*Extract provided:*
There’s been a plunge in the number of collections accounts after changes imposed on credit-reporting agencies by state regulators, according to a new study released Tuesday.
The 2015 settlement between 31 state attorneys general and Experian EXPN, -0.74% , Equifax EFX, -0.78% and TransUnion TRU, -1.22% created what’s called the National Consumer Assistance Plan, which was designed to limit credit reporting errors that impair scores. That went into effect in the second half of 2017. Among other things, credit-reporting agencies have to more frequently and accurately report collections as well as remove some medical bills.
In a new report, the New York Fed found immediate results, as most analysts anticipated ahead of the change. Between June 2017 and June 2018, the number of individuals with a collections account on their credit report fell from 33 million down to 25 million. The number of collections accounts reported also dropped substantially, from more than 66 million collections accounts to about 47 million. The aggregate balances reported on collections accounts also declined, by about $11 billion.
That said, credit scores weren’t noticeably better afterwards. For one, the population that was impacted by these changes had lower credit scores to begin with. A third had some kind of delinquency in their credit accounts, compared to only 8% of everyone else.

*Entries supplied:*
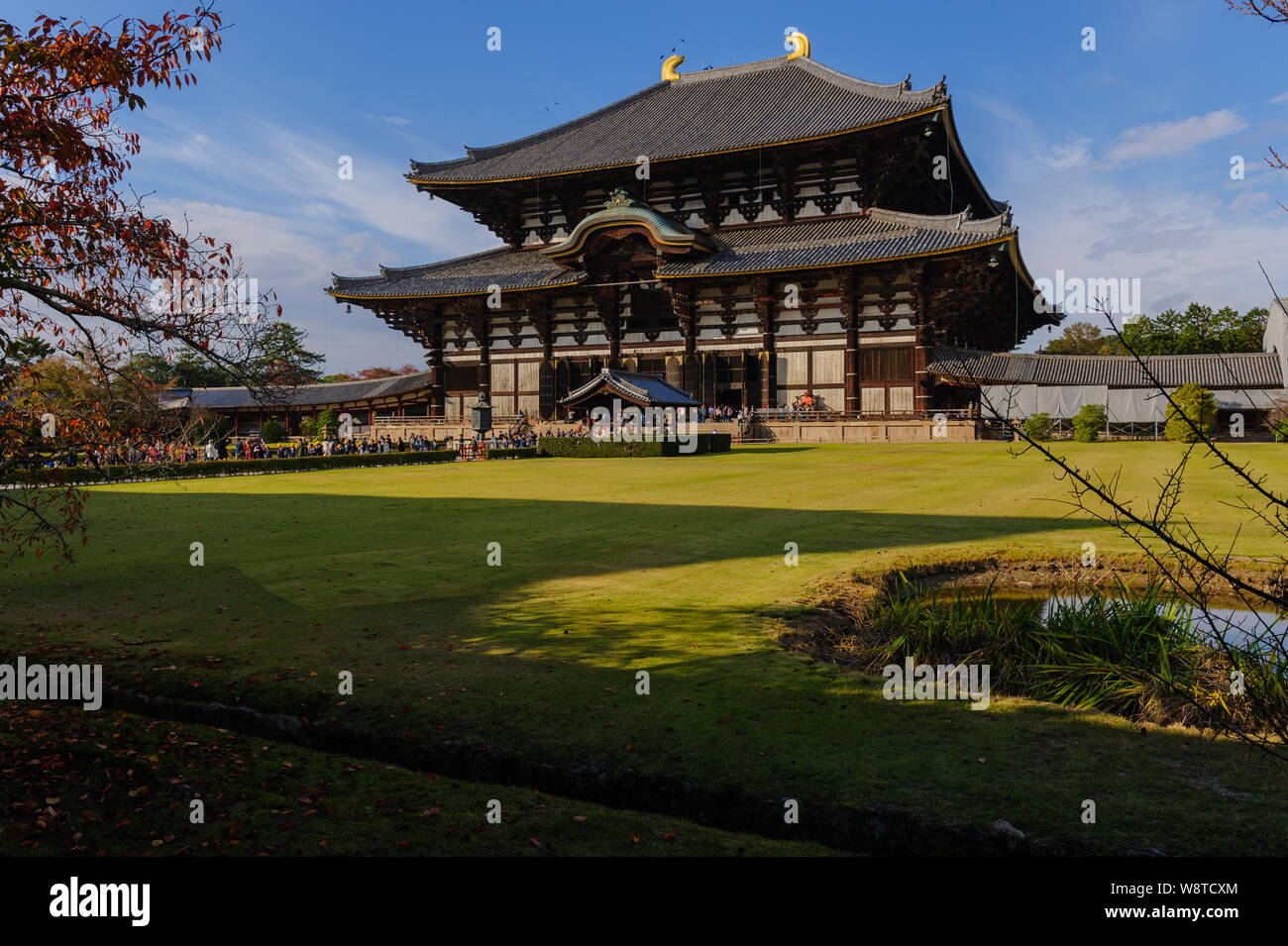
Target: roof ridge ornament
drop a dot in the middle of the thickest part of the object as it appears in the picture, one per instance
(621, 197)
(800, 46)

* * *

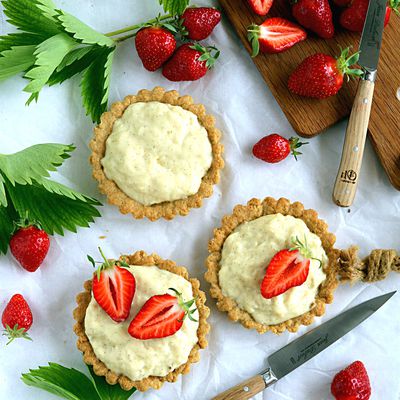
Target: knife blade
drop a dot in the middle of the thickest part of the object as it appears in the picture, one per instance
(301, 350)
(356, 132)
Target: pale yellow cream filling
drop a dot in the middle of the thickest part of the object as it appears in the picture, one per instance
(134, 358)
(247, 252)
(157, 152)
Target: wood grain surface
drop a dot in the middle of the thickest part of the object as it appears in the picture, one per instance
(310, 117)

*Exercise tasks:*
**a.** Using the article on collections accounts, answer the following:
(i) How many state attorneys general took part in the 2015 settlement with the credit-reporting agencies?
(ii) Between June 2017 and June 2018, how much did the number of individuals with a collections account on their credit report fall?
(iii) What share of the population affected by the changes had some kind of delinquency in their credit accounts?
**b.** Extend the article on collections accounts with a few sentences that follow on from its final paragraph.
The material in the two blocks of records stands on its own and is unrelated to the article on collections accounts.

*Expected outputs:*
**a.**
(i) 31
(ii) It fell from 33 million to 25 million.
(iii) A third, compared to only 8% of everyone else.

**b.**
Most didn’t see a big boost — the average gain was 11 points — but for 18%, there were gains of at least 30 points. Those big gainers typically still had bad credit afterwards. The New York Fed said those who saw an increase of 40 or more points in their score began with a 529 on average, and ended with an average of 588.
“These borrowers will certainly benefit in the long run from the cleanup of their credit reports, since higher scores are associated with better access to credit, to the job market, and even to the rental housing market. But the immediate impact of the removal of collections will be muted if the beneficiary’s credit record continues to be tarnished with other negative information,” the New York Fed found.